**Given problem 1:** According to the accelerator passage, what are the multiple neural networks, processor cores, and graphics processing units made available for?
**Given problem 2:** Decide whether each statement agrees with the accelerator passage, answering yes or no and quoting the words that settle it. (a) An accelerator can offer public key encryption. (b) Accelerators 1242 are always integrated into a CPU socket. (c) Field programmable gate arrays are given as an example of programmable processing elements.
**Given problem 3:** Edit the stretch of the accelerator passage from "For example, an" through "as described herein.", replacing "data compression" with "data deduplication".

**Source passage:**

....

For example, an accelerator among accelerators 1242 can provide
data compression capability, cryptography services such as public
key encryption (PKE), cipher, hash/authentication capabilities,
decryption, or other capabilities or services. In some examples, in
addition or alternatively, an accelerator among accelerators 1242
provides field select controller capabilities as described herein.
In some cases, accelerators 1242 can be integrated into a CPU
socket (e.g., a connector to a motherboard or circuit board that
includes a CPU and provides an electrical interface with the CPU).
For example, accelerators 1242 can include a single or multi-core
processor, graphics processing unit, logical execution unit single
or multi-level cache, functional units usable to independently
execute programs or threads, application specific integrated
circuits (ASICs), neural network processors (NNPs), programmable
control logic, and programmable processing elements such as field
programmable gate arrays (FPGAs). Accelerators 1242 can provide
multiple neural networks, CPUs, processor cores, general purpose
graphics processing units, or graphics processing units can be made
available for use by AI or ML models. For example, the AI model can
use or include any or a combination of: a reinforcement learning
scheme, Q-learning scheme, deep-Q learning, or Asynchronous
Advantage Actor-Critic (A3C), combinatorial neural network,
recurrent combinatorial neural network, graph neural network, or
other AI or ML model. Multiple neural networks, processor cores, or
graphics processing units can be made available for use by AI or ML
models.

....

**Collected material:**
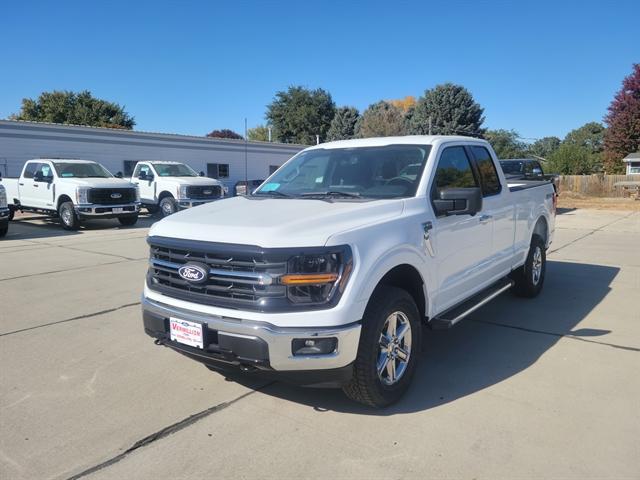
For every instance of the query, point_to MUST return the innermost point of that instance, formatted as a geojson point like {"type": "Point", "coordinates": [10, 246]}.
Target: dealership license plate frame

....

**Complete output 1:** They are made available for use by AI or ML models. Such a model can use or include reinforcement learning, Q-learning, deep-Q learning, Asynchronous Advantage Actor-Critic (A3C), a combinatorial neural network, a recurrent combinatorial neural network, a graph neural network, or another AI or ML model.

**Complete output 2:**
(a) Yes: "cryptography services such as public key encryption (PKE)"
(b) No: "In some cases, accelerators 1242 can be integrated into a CPU socket"
(c) Yes: "programmable processing elements such as field programmable gate arrays (FPGAs)"

**Complete output 3:**
For example, an accelerator among accelerators 1242 can provide
data deduplication capability, cryptography services such as public
key encryption (PKE), cipher, hash/authentication capabilities,
decryption, or other capabilities or services. In some examples, in
addition or alternatively, an accelerator among accelerators 1242
provides field select controller capabilities as described herein.